▶ THE REQUEST
Identify every line below that contains the string "trunk", treating uppercase and lowercase letters as different, and copy each of those lines in full.
-- EXCERPTED RECORDS start --
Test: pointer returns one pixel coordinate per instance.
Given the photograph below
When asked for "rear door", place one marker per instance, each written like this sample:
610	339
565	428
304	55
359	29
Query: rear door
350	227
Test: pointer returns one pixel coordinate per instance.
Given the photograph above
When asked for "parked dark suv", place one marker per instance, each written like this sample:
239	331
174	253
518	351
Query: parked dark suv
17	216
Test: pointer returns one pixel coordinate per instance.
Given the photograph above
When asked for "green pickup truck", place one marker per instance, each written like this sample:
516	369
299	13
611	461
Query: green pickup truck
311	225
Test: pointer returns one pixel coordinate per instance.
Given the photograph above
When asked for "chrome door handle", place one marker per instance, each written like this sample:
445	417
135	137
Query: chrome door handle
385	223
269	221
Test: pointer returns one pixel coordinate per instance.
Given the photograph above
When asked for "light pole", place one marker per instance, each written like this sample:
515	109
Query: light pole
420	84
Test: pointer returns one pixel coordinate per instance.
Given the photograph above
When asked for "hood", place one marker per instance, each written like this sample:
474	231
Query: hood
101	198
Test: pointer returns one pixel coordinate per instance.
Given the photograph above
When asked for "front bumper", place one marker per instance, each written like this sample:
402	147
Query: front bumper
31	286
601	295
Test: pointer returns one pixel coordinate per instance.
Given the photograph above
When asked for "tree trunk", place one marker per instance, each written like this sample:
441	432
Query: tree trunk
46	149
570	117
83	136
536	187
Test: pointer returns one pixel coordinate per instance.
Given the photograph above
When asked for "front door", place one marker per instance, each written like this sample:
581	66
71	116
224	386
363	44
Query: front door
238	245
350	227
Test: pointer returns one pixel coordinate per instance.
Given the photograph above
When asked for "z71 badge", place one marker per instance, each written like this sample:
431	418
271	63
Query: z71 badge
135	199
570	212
-- EXCERPTED RECORDS end --
-- EXCERPTED RECORDS start --
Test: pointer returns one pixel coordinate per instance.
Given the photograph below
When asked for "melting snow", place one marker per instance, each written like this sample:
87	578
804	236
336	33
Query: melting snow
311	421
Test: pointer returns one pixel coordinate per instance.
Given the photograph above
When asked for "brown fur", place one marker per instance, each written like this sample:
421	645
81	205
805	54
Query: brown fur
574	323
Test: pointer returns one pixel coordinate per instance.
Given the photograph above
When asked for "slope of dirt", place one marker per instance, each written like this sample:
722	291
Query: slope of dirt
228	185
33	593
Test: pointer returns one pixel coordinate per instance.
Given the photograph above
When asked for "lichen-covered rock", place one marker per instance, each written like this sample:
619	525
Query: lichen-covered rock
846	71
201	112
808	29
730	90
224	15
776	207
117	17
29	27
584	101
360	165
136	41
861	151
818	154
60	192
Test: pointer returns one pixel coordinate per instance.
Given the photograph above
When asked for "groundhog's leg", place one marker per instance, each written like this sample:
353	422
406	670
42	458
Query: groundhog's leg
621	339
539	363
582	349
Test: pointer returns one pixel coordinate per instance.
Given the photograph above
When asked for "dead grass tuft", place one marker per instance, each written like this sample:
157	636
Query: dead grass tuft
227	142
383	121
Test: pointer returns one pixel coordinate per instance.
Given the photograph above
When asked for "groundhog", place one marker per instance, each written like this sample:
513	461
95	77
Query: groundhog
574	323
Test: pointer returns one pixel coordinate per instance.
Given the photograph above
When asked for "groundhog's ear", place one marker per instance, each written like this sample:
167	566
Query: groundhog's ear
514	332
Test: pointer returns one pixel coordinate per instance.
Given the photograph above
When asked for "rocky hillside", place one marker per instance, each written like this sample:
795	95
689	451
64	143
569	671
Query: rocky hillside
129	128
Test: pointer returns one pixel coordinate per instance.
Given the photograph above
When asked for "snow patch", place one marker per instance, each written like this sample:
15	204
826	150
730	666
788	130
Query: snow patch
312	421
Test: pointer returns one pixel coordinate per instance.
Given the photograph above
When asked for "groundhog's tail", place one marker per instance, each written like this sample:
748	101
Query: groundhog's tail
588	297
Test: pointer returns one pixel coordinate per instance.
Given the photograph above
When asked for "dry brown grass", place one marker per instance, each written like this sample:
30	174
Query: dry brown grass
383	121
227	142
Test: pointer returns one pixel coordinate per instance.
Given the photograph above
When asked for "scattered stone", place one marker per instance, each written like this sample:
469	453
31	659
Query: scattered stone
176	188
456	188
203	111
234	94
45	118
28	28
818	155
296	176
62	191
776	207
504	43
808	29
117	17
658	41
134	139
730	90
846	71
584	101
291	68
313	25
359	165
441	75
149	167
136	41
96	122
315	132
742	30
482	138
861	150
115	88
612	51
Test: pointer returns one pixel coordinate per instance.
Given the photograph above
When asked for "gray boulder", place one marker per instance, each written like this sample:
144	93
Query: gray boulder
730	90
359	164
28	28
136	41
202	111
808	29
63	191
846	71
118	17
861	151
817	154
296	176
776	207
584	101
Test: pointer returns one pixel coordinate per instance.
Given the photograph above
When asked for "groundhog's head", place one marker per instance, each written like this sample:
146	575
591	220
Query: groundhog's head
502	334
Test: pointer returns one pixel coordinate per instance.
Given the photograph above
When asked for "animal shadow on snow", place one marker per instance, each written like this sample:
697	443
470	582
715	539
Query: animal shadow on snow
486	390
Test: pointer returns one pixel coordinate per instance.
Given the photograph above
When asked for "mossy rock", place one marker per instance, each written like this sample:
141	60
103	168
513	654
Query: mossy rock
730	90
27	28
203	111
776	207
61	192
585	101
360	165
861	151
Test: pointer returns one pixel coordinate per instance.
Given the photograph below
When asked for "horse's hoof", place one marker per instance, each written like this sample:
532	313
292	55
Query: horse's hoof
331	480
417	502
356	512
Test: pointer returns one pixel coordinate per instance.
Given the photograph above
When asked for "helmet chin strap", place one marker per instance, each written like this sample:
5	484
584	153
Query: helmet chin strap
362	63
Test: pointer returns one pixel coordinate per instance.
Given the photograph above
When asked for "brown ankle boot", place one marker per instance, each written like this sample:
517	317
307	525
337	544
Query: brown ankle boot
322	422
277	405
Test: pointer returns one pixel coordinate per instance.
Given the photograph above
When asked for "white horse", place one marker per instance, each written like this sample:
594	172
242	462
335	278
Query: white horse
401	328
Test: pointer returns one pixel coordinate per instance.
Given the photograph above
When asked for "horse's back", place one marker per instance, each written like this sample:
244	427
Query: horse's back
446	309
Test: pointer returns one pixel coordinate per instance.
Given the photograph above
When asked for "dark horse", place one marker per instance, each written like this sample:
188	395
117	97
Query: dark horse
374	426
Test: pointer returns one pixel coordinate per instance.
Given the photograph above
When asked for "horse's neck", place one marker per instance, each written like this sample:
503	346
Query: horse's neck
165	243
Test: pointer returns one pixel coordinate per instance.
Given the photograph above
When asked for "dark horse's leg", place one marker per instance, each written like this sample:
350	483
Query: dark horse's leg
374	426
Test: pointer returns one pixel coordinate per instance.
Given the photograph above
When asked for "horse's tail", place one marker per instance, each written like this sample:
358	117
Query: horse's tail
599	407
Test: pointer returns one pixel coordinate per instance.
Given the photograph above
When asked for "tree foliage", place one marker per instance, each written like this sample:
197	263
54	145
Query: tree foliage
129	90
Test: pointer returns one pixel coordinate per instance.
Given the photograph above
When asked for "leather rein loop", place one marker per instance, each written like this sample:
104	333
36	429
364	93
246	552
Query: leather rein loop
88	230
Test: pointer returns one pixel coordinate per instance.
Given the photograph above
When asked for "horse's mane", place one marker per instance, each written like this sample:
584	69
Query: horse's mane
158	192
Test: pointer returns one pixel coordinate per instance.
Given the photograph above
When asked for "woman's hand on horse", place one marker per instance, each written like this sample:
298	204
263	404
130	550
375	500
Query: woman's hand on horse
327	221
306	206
-- EXCERPTED RECORDS end --
▶ OUTPUT OF THE TASK
When asked for "tree trunk", place one marker per instance, each written like this sample:
Query: tree trunk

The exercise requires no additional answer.